→ EXCERPT PROVIDED
- - - - -
# Weird/funny conversations between parent and child



## jauncourt (Mar 15, 2007)

I looked for a simlar thread and couldn't find one, but I had to share this.
I just had this exchange with my older son (nearly 5):

"I am going to tie this (drawstring bag) to my penis"








"Please don't do that, it's dangerous to tie things to your penis."








"okay, I'll just wear it around my waist."
"...oookay."







:
"Can I tie it to my butt?"















"no. Not a good idea." (I have no clue how he intended to do this)









Of course, he also suggested a few weeks ago that they should make people-flavored cookies.









Anyone else?

Maura


----------



## apmama2myboo (Mar 30, 2005)

people-flavored? dare I ask?









yesterday, my dd was almost done with computer time (she's 3 1/2) I asked her if she wanted to help me make some cookies yesterday after she was done playing on the computer, and she told me, "You can do it mama, i believe in you! You go ahead and make those cookies!" and she totally blew me off! i thought i might have to wait til she was at least 11 before the blow-offs started, but nope. she's 3 going on 13. little shyte.


----------



## Momily (Feb 15, 2007)

How about this one -- to get it, you need to understand that I'm white (in the skin color/race sense of the word) and DS is African American.

DS8: Some of my friends and white and some are black.
Me: Yep, you're right.
DS8: And some are brown. The black ones are the best (Huh?), but I like the white ones too. I like everyone.
Me: (just listening at this point trying to figure out where this is going).
DS8: I'm white, but I shouldn't feel bad about it, one day I'll be brown.
Me: (starting to stammer something out -- not sure how to even respond to that)
DS8: But first I need to be gold, and then green . . .

At this point I FINALLY figure out that he's talking about the sequence of Tae Kwon Do belts -- which start at white, go through a bunch of colors, and end up at brown and then finally black.


----------



## laoxinat (Sep 17, 2007)

Quote:


Originally Posted by *Momily* 
How about this one -- to get it, you need to understand that I'm white (in the skin color/race sense of the word) and DS is African American.

DS8: Some of my friends and white and some are black.
Me: Yep, you're right.
DS8: And some are brown. The black ones are the best (Huh?), but I like the white ones too. I like everyone.
Me: (just listening at this point trying to figure out where this is going).
DS8: I'm white, but I shouldn't feel bad about it, one day I'll be brown.
Me: (starting to stammer something out -- not sure how to even respond to that)
DS8: But first I need to be gold, and then green . . .
- - - - -
→ RECORD SET
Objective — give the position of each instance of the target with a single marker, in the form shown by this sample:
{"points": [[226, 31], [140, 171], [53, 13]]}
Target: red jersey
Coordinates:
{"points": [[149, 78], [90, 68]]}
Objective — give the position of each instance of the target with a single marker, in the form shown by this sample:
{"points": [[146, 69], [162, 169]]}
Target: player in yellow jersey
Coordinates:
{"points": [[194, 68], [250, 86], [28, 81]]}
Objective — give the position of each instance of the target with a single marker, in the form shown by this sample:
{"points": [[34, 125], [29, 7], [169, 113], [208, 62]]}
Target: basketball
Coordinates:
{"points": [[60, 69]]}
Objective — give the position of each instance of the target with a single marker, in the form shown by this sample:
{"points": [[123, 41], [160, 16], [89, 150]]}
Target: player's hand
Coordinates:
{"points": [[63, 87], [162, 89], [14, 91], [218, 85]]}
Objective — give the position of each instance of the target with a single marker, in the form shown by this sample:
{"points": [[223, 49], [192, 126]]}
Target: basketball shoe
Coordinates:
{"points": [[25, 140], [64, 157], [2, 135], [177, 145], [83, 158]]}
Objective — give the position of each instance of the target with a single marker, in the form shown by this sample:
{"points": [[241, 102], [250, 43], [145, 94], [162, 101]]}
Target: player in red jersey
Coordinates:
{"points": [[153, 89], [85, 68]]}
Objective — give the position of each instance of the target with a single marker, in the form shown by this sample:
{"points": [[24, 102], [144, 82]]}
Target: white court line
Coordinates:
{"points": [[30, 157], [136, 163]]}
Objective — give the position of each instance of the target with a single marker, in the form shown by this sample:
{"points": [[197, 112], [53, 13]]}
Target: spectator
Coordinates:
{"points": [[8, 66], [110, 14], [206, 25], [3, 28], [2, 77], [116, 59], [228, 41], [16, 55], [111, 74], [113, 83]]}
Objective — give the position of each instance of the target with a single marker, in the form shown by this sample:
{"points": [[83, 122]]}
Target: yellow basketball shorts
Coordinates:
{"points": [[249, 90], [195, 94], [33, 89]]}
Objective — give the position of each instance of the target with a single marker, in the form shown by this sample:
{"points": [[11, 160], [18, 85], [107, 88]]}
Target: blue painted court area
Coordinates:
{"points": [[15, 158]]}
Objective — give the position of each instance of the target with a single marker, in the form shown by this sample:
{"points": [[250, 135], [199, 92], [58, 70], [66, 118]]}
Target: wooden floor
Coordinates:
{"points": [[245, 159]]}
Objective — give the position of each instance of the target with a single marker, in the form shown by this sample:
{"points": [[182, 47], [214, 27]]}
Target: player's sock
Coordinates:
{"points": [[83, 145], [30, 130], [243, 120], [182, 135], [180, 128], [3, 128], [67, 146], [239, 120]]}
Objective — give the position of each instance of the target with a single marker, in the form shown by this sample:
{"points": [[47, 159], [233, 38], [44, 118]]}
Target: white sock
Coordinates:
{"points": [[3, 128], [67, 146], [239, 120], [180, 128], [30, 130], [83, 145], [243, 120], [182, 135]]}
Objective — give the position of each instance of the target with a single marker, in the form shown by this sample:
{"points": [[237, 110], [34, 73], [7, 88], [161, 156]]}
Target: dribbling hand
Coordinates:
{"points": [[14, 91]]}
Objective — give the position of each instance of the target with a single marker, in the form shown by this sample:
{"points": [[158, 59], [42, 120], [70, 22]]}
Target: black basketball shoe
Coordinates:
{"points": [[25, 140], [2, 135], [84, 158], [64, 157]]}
- - - - -
→ REQUIRED ACTIONS
A: In the forum thread, rewrite the paragraph that begins "At this point I FINALLY figure out" as a short list of its main facts.
B: Report how many lines of the records contain the string "sock", with case counting, and give only the number.

→ SOLUTION SET
A:
- The parent finally realizes the son is talking about the sequence of Tae Kwon Do belts.
- The belts start at white.
- They go through a number of colors.
- They end at brown and then, last of all, black.

B: 2